DATA TO EXAMINE →
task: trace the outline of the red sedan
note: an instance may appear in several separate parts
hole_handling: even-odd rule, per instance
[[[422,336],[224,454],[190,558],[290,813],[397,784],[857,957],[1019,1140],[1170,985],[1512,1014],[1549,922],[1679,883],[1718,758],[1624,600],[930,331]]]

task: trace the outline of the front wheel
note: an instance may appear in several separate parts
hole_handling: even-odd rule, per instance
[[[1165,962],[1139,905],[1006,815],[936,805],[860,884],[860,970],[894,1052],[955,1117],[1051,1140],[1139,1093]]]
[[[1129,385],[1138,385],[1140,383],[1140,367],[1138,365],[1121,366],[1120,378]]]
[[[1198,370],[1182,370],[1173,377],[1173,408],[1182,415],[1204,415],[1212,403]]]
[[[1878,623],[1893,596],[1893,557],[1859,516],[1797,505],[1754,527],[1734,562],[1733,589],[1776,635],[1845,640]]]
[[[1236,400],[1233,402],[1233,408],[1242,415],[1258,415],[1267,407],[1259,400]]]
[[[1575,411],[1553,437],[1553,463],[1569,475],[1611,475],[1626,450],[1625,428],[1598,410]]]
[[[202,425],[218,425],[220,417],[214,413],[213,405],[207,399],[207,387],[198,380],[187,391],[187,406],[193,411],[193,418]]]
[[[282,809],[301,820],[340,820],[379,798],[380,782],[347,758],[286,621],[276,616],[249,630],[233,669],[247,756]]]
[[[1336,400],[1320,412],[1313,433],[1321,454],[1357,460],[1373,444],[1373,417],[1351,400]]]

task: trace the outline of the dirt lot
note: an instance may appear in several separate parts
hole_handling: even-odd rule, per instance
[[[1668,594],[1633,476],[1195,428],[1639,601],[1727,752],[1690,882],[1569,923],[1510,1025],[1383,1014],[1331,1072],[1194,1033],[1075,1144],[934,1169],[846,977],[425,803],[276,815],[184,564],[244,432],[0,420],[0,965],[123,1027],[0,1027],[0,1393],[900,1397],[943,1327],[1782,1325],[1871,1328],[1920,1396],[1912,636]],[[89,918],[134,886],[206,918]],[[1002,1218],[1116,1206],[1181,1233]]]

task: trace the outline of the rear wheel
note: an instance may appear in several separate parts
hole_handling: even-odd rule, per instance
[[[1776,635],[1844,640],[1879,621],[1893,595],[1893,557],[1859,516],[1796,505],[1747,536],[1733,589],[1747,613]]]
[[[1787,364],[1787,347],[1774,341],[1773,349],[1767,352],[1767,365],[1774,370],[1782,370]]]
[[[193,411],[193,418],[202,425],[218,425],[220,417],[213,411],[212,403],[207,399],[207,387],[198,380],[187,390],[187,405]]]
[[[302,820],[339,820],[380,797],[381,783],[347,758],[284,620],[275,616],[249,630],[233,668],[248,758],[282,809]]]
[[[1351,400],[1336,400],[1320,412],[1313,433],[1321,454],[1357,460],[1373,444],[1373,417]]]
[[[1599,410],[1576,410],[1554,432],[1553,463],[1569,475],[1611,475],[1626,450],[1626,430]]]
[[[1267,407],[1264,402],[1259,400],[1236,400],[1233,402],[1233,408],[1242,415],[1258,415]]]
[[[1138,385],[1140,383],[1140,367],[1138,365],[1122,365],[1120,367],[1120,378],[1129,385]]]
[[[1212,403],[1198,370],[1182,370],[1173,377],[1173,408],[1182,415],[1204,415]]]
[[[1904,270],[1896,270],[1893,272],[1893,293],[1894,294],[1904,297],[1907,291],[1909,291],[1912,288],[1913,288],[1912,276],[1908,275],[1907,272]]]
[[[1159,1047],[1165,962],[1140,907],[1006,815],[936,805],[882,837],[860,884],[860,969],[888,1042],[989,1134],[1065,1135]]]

REQUIRED WORK → Which lines above hold the string "outline"? Show each of them.

OUTPUT BELOW →
task: trace the outline of the red sedan
task: trace the outline of the front wheel
task: trace the outline of the dirt lot
task: trace the outline of the rear wheel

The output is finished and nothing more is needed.